| Job |
Show each line of the records below that contains the word "patch", copied in full.

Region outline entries
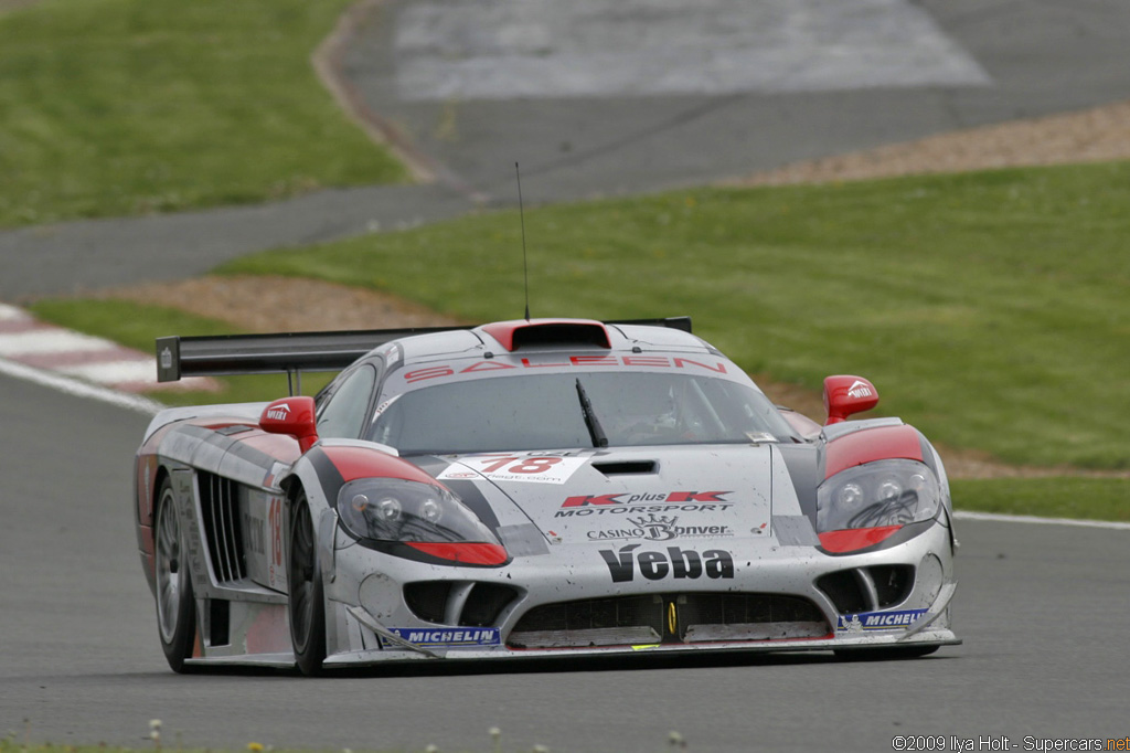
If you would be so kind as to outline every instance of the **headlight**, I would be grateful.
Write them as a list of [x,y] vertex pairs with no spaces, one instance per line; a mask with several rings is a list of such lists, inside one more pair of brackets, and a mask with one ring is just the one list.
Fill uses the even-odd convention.
[[941,490],[913,460],[878,460],[843,470],[816,490],[818,533],[905,526],[938,514]]
[[338,519],[371,542],[497,544],[459,497],[442,486],[399,478],[358,478],[338,493]]

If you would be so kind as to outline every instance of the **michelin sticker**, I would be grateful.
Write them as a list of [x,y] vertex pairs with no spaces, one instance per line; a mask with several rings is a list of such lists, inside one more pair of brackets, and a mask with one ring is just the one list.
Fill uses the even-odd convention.
[[925,609],[904,609],[902,612],[861,612],[860,614],[842,614],[836,624],[840,633],[870,633],[877,630],[905,630],[922,615]]
[[389,628],[409,643],[426,648],[458,648],[460,646],[498,646],[497,628]]
[[485,477],[501,483],[564,484],[585,462],[585,458],[518,452],[478,455],[451,464],[436,478],[445,481]]

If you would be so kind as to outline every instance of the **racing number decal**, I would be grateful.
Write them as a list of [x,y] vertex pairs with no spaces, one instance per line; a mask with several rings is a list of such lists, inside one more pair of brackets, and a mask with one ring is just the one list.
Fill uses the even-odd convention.
[[[555,465],[562,461],[563,458],[501,458],[490,462],[484,458],[477,458],[480,462],[487,462],[486,468],[481,471],[484,475],[489,475],[494,473],[507,473],[507,474],[542,474],[553,468]],[[507,464],[518,461],[516,465],[510,466],[505,470]]]
[[564,484],[585,461],[563,456],[479,455],[451,464],[436,478]]

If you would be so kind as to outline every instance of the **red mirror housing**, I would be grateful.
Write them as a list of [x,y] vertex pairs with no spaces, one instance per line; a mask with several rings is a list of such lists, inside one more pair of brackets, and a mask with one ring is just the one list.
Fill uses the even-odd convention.
[[298,440],[299,449],[305,452],[318,441],[314,398],[299,396],[275,400],[263,408],[259,427],[268,434],[289,434]]
[[824,425],[838,424],[853,413],[870,410],[879,404],[879,390],[862,376],[838,374],[824,380]]

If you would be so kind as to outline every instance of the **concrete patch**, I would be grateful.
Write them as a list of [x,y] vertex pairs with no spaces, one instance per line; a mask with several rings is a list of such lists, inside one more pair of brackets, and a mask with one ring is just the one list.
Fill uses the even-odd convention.
[[991,84],[906,0],[421,0],[395,52],[417,101]]

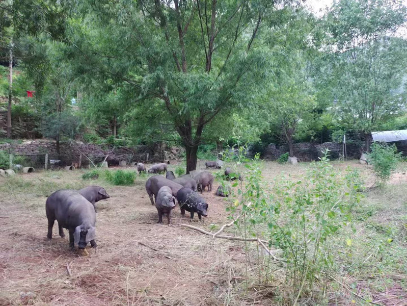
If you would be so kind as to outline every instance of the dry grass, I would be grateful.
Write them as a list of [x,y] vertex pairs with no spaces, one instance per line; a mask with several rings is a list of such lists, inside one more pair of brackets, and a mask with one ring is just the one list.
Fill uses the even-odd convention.
[[[348,165],[360,168],[371,180],[368,167],[355,162],[334,164],[338,171]],[[172,165],[170,169],[177,166]],[[265,162],[263,174],[268,182],[282,172],[296,179],[308,166],[307,163],[295,167]],[[204,169],[203,162],[198,167]],[[258,283],[258,267],[256,263],[249,263],[247,289],[243,242],[213,239],[181,227],[177,224],[186,223],[187,218],[183,219],[179,210],[174,211],[174,225],[156,224],[156,210],[151,206],[144,187],[146,177],[138,176],[133,186],[118,187],[102,181],[84,181],[81,178],[83,173],[39,172],[19,175],[12,181],[0,178],[0,305],[284,304],[289,288],[285,287],[282,264],[267,262],[273,272],[265,287],[254,285]],[[391,185],[385,194],[376,190],[369,194],[357,214],[370,215],[357,222],[356,232],[349,230],[344,234],[355,244],[360,243],[359,248],[351,252],[344,245],[343,237],[335,242],[342,267],[341,281],[333,282],[333,290],[326,294],[325,303],[321,304],[366,304],[350,293],[355,289],[354,284],[360,288],[361,296],[381,300],[381,304],[407,304],[407,297],[403,297],[407,292],[407,273],[402,268],[406,262],[405,257],[400,255],[407,248],[407,227],[403,230],[407,208],[399,210],[405,205],[407,188],[403,182],[407,176],[402,172],[397,175],[393,182],[397,185]],[[90,255],[82,256],[69,250],[67,239],[57,235],[56,225],[53,238],[46,238],[44,206],[46,196],[56,190],[91,184],[103,186],[111,197],[96,204],[98,248],[88,249]],[[404,188],[399,188],[400,186]],[[213,232],[229,222],[225,211],[228,200],[214,195],[217,187],[215,184],[211,193],[204,193],[209,204],[209,216],[203,223],[193,224]],[[392,194],[389,205],[384,198]],[[373,215],[369,213],[372,207]],[[398,235],[395,239],[397,247],[385,255],[369,249],[369,240],[382,239],[384,235],[377,232],[380,226],[372,225],[376,223],[386,228],[390,226],[390,233],[399,230],[394,230]],[[225,232],[236,234],[233,228]],[[364,239],[368,243],[363,244]],[[248,245],[250,252],[257,251],[255,244]],[[399,262],[384,272],[392,254]],[[368,264],[373,260],[379,263],[380,256],[383,262],[374,269],[374,283],[369,278],[372,269]]]

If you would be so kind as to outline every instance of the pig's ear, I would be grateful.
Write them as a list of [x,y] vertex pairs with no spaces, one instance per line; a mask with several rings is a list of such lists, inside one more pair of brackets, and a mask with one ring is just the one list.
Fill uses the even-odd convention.
[[88,230],[88,233],[86,234],[85,241],[88,243],[91,240],[93,240],[96,237],[96,228],[95,226],[91,226]]
[[76,226],[75,228],[75,232],[73,233],[73,241],[75,244],[79,243],[80,240],[80,225]]
[[109,197],[109,195],[107,194],[107,192],[106,192],[106,190],[104,189],[104,188],[100,188],[99,190],[99,193],[100,193],[102,195],[104,195],[104,196]]

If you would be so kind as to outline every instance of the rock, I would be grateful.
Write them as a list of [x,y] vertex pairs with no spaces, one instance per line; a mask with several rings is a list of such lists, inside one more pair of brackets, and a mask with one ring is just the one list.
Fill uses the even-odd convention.
[[15,175],[16,174],[16,173],[14,172],[14,170],[11,169],[9,169],[8,170],[6,170],[4,172],[6,172],[6,174],[7,174],[8,175]]

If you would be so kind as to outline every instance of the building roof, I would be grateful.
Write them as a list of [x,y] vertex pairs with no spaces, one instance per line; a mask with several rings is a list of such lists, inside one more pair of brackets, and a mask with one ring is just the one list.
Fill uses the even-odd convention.
[[393,141],[407,140],[407,130],[372,132],[372,137],[373,141],[393,142]]

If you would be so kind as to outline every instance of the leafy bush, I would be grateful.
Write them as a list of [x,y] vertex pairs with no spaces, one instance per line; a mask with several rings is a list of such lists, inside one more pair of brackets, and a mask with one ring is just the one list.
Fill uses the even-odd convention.
[[185,170],[182,167],[177,167],[177,169],[175,169],[175,174],[178,176],[183,175],[185,174]]
[[212,151],[216,148],[215,144],[201,144],[197,152],[198,158],[206,160],[215,160],[216,156]]
[[[234,199],[227,210],[230,218],[242,216],[235,222],[243,237],[268,240],[268,247],[282,250],[286,282],[292,294],[284,304],[305,304],[302,298],[309,296],[304,289],[317,292],[329,283],[335,267],[332,260],[334,235],[349,223],[351,210],[359,202],[361,180],[356,171],[346,177],[334,171],[325,156],[311,164],[301,180],[279,179],[271,194],[267,192],[261,175],[261,162],[256,155],[253,162],[244,165],[245,180],[238,186],[238,198]],[[267,284],[273,277],[273,268],[267,268],[270,258],[259,252],[246,256],[255,257],[259,269],[257,282]],[[248,267],[248,268],[249,267]],[[246,275],[248,277],[248,275]],[[317,280],[317,281],[316,281]],[[323,298],[318,294],[313,298]]]
[[107,181],[115,185],[132,185],[135,180],[135,172],[132,171],[106,170],[105,173]]
[[279,164],[285,164],[288,161],[289,153],[284,153],[280,156],[280,157],[277,159],[277,162]]
[[385,184],[396,170],[401,154],[397,152],[395,144],[389,145],[377,142],[372,144],[370,151],[367,156],[368,162],[373,165],[374,174],[380,180],[380,184]]
[[10,167],[10,157],[5,151],[0,151],[0,169],[6,169]]
[[92,171],[84,173],[82,175],[83,180],[97,180],[99,178],[99,171],[92,170]]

| The reply |
If you would be so kind as to outline every instance of the **concrete patch**, I would be grateful.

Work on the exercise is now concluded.